→ **TO BE DONE**: Rewrite the entries from the line containing "Return a point for each instance of the malang" through the line containing "Return a point for each instance of the concrete bridge", inclusive, replacing every "excavator" with "digger" and leaving everything else unchanged.

Named-object pointing entries:
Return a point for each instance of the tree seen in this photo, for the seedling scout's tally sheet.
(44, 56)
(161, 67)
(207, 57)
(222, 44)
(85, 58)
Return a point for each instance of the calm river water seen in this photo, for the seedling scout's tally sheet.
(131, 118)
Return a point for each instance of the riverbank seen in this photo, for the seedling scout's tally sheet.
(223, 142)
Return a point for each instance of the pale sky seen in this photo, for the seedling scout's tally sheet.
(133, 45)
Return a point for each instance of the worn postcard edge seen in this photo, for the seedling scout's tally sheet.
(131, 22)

--

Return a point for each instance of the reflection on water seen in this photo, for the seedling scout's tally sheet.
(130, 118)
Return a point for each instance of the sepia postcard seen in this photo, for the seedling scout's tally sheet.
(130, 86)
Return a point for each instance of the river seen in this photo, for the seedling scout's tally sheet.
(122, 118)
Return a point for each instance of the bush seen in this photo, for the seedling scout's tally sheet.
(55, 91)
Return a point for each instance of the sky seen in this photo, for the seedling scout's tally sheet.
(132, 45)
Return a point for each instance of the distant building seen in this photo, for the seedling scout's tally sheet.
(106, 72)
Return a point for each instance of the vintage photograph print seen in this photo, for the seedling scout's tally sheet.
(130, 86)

* * *

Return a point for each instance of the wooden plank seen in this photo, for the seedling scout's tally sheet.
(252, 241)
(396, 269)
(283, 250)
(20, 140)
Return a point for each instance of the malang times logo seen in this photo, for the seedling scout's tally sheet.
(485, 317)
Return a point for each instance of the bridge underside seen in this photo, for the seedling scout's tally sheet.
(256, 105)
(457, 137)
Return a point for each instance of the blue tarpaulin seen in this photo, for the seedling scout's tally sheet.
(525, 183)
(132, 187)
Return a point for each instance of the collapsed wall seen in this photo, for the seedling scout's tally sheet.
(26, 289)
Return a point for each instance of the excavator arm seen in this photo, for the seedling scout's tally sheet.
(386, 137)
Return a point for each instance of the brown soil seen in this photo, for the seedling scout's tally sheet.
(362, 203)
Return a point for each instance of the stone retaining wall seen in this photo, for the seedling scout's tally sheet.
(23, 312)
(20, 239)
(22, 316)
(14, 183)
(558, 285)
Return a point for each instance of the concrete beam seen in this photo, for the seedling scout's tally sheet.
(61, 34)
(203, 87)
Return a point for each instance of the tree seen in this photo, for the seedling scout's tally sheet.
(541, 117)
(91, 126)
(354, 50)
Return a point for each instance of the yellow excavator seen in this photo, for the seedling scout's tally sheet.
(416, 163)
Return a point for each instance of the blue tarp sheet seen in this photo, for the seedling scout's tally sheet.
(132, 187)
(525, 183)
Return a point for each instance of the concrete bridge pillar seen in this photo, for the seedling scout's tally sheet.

→ **EXERCISE RESPONSE**:
Return a point for each instance of the malang times logo seen in this photo, for the seedling scout's tally sheet.
(485, 317)
Return a point for each instance of the bridge underside seen in this photo, for the seedling scout's tally sheet.
(256, 105)
(457, 137)
Return a point for each instance of the blue tarpaulin seen in this photo, for the seedling scout's tally sheet.
(525, 183)
(132, 187)
Return a point for each instance of the collapsed wall seen in this photo, for the seedling scout's tally sheet.
(26, 289)
Return a point for each instance of the digger arm seen in this photo, for the seedling scout's tally sheet.
(386, 137)
Return a point for each instance of the brown soil seen in this photo, for the seedling scout's tally sheet.
(362, 203)
Return a point for each instance of the stone retaining wall seen in this photo, for the seedling scout's tally sheet.
(23, 312)
(20, 239)
(22, 316)
(14, 183)
(558, 285)
Return a point for each instance of the concrete beam seen in this photo, for the seedling scout's tally sheet.
(61, 34)
(203, 87)
Return a point for each instance of the tree seen in this photo, for the seedling scout's tally sheet.
(541, 117)
(91, 126)
(354, 50)
Return a point for each instance of the yellow digger seen in this photo, for the seedling scout's tally sheet.
(416, 163)
Return a point for each instance of the blue tarp sheet seen in this photo, for the seedling scout's tally sheet.
(132, 187)
(525, 183)
Return a point for each instance of the concrete bridge pillar seen in this photo, for the seedling scout's tally sheet.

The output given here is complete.